→ Description of the task: Please list every username that heads a post in the forum excerpt on Mercer bicycles below, with the date shown beside each one.

→ Page excerpt:
I have had real french made mercer and its quite superior to the cookie cutter chinese 3 size faux bicycle there trying to pass off as a mercer. the worksmanship is superb and it is has beautiful lug work. if you can find a real mercer buy it. The chinese faux impostor mercer is not even close.and besides its about a dozen other bicycles a quick change of decals or dare i say a quick change disguise and its any bicycle they would have it be.


----------



## covenant (May 21, 2002)

real schwinns only said:


> I have had real french made mercer and its quite superior to the cookie cutter chinese 3 size faux bicycle there trying to pass off as a mercer. the worksmanship is superb and it is has beautiful lug work. if you can find a real mercer buy it. The chinese faux impostor mercer is not even close.and besides its about a dozen other bicycles a quick change of decals or dare i say a quick change disguise and its any bicycle they would have it be.


pix of your real bikes plz :thumbsup:


----------



## rogerstg (Aug 1, 2007)

real schwinns only said:


> I have had real french made mercer and its quite superior to the cookie cutter chinese 3 size faux bicycle there trying to pass off as a mercer. the worksmanship is superb and it is has beautiful lug work.


Too bad they weren't superior enough to stay in business.:blush2:


----------



## bikesdirect (Sep 9, 2006)

→ Given information:
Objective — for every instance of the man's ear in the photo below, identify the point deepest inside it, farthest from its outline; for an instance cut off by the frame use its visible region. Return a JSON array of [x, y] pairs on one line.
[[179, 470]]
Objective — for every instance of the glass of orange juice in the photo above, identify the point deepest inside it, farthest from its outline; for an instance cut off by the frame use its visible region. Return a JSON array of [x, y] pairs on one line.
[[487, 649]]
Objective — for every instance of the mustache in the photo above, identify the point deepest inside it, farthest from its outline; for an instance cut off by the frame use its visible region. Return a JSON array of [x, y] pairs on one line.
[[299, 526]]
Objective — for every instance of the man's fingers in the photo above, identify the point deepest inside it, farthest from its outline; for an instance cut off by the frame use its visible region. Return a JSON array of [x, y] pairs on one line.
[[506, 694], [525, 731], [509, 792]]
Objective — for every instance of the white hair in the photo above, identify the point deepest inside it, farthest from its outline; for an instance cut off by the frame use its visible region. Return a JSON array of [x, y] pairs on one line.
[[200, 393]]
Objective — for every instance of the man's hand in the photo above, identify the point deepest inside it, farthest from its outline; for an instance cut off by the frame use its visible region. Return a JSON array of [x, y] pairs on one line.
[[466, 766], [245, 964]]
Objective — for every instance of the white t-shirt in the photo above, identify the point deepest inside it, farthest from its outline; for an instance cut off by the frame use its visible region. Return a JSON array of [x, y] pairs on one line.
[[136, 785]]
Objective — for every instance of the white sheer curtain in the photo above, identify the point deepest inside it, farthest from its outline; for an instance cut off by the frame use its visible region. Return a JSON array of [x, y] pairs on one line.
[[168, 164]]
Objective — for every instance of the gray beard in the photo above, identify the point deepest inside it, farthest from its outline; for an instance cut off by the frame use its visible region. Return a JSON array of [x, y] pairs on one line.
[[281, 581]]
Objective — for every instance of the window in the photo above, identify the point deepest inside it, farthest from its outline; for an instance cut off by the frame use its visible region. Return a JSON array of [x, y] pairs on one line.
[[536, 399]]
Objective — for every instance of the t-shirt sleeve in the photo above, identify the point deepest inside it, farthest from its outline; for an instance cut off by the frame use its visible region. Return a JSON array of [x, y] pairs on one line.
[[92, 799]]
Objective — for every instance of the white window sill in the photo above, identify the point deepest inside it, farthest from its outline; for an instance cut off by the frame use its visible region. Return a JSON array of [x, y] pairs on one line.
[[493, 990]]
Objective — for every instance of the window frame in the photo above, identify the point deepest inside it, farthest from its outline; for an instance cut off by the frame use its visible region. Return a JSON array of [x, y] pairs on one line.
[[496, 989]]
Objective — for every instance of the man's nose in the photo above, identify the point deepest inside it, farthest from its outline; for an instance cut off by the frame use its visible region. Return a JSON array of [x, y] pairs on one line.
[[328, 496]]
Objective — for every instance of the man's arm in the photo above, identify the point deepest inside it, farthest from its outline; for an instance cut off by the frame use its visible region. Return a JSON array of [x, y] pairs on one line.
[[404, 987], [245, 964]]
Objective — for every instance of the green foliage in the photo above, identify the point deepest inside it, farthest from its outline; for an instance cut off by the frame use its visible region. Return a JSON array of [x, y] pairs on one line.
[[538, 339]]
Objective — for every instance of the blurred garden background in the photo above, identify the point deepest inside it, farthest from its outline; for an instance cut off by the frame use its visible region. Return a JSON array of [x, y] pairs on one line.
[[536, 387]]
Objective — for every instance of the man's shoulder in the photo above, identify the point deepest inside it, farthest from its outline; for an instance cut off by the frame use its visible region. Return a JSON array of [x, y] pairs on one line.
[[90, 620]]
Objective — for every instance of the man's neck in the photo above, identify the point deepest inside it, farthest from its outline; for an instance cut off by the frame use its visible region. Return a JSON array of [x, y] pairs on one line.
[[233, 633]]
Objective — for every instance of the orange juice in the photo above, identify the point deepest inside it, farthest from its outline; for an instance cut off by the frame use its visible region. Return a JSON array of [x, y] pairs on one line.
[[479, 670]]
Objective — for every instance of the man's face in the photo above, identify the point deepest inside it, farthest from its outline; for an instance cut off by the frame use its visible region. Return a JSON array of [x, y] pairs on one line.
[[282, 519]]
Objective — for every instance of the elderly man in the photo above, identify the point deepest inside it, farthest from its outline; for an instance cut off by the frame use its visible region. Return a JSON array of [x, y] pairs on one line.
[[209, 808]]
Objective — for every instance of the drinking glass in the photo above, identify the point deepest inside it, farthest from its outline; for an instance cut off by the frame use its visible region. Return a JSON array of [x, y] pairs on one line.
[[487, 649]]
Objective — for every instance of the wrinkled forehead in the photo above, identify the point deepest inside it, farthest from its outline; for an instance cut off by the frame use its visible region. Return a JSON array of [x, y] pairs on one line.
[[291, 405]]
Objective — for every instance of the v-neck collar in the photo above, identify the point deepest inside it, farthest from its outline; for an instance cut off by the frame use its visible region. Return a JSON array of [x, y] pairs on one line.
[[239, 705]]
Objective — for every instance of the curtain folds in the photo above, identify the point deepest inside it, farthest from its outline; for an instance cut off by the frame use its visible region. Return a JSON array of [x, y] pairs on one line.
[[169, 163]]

→ The result:
covenant (May 21, 2002)
rogerstg (Aug 1, 2007)
bikesdirect (Sep 9, 2006)